▸ Written exercise
Quote the section of the resource usage page that opens with the words containing "In order to come" and closes with "a memory default.".

▸ Page extract
= = = =

Resource usage

Resource Requests

All of our containers include predefined resource request values. By default we have not put resource limits into place. If your nodes do not have excess memory capacity, one option is to apply memory limits, though adding more memory (or nodes) would be preferable. (You want to avoid running out of memory on any of your Kubernetes nodes, as the Linux kernel’s out of memory manager may end essential Kube processes)

In order to come up with our default request values, we run the application, and come up with a way to generate various levels of load for each service. We monitor the service, and make a call on what we think is the best default value.

We will measure:

  • Idle Load - No default should be below these values, but an idle process isn’t useful, so typically we will not set a default based on this value.

  • Minimal Load - The values required to do the most basic useful amount of work. Typically, for CPU, this will be used as the default, but memory requests come with the risk of the Kernel reaping processes, so we will avoid using this as a memory default.

  • Average Loads - What is considered average is highly dependent on the installation, for our defaults we will attempt to take a few measurements at a few of what we consider reasonable loads. (we will list the loads used). If the service has a pod autoscaler, we will typically try to set the scaling target value based on these. And also the default memory requests.

  • Stressful Task - Measure the usage of the most stressful task the service should perform. (Not necessary under load). When applying resource limits, try and set the limit above this and the average load values.

  • Heavy Load - Try and come up with a stress test for the service, then measure the resource usage required to do it. We currently don’t use these values for any defaults, but users will likely want to set resource limits somewhere between the average loads/stress task and this value.

GitLab Shell

Load was tested using a bash loop calling nohup git clone <project> <random-path-name> in order to have some concurrency. In future tests we will try to include sustained concurrent load, to better match the types of tests we have done for the other services.

= = = =

▸ Data block
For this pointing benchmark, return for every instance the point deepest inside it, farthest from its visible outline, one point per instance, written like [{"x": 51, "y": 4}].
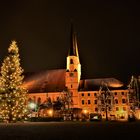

= = = =

▸ Response to the task
In order to come up with our default request values, we run the application, and come up with a way to generate various levels of load for each service. We monitor the service, and make a call on what we think is the best default value.

We will measure:

  • Idle Load - No default should be below these values, but an idle process isn’t useful, so typically we will not set a default based on this value.

  • Minimal Load - The values required to do the most basic useful amount of work. Typically, for CPU, this will be used as the default, but memory requests come with the risk of the Kernel reaping processes, so we will avoid using this as a memory default.